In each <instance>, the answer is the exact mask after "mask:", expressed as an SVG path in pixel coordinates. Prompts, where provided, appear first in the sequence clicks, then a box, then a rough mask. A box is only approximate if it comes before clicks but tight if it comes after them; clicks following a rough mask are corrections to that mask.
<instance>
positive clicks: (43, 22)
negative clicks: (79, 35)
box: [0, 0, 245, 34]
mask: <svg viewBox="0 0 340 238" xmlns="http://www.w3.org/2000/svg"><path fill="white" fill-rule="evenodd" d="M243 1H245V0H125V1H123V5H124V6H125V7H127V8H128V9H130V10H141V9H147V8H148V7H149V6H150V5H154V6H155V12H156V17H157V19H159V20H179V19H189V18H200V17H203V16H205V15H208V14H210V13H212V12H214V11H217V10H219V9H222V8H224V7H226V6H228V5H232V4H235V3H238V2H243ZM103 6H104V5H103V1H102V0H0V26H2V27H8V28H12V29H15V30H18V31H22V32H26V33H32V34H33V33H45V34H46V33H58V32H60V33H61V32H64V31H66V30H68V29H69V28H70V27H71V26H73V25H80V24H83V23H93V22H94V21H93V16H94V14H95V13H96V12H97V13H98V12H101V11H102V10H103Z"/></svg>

━━━━━━━━

Please repeat each line above exactly.

▶ Reply
In each <instance>, the answer is the exact mask after "mask:", expressed as an SVG path in pixel coordinates. Prompts, where provided, appear first in the sequence clicks, then a box, then a rough mask. A box is only approximate if it comes before clicks but tight if it comes after them; clicks following a rough mask are corrections to that mask.
<instance>
positive clicks: (43, 22)
negative clicks: (79, 35)
box: [0, 0, 245, 34]
mask: <svg viewBox="0 0 340 238" xmlns="http://www.w3.org/2000/svg"><path fill="white" fill-rule="evenodd" d="M243 1H245V0H125V1H123V5H124V6H125V7H127V8H128V9H130V10H141V9H147V8H148V7H149V6H150V5H154V6H155V12H156V17H157V19H159V20H179V19H189V18H200V17H203V16H205V15H208V14H210V13H212V12H214V11H217V10H219V9H222V8H224V7H226V6H228V5H232V4H235V3H238V2H243ZM103 6H104V5H103V1H102V0H0V26H2V27H8V28H12V29H15V30H18V31H22V32H26V33H32V34H33V33H45V34H46V33H58V32H60V33H61V32H64V31H66V30H68V29H69V28H70V27H71V26H73V25H80V24H83V23H93V22H94V21H93V16H94V14H95V13H96V12H97V13H98V12H101V11H102V10H103Z"/></svg>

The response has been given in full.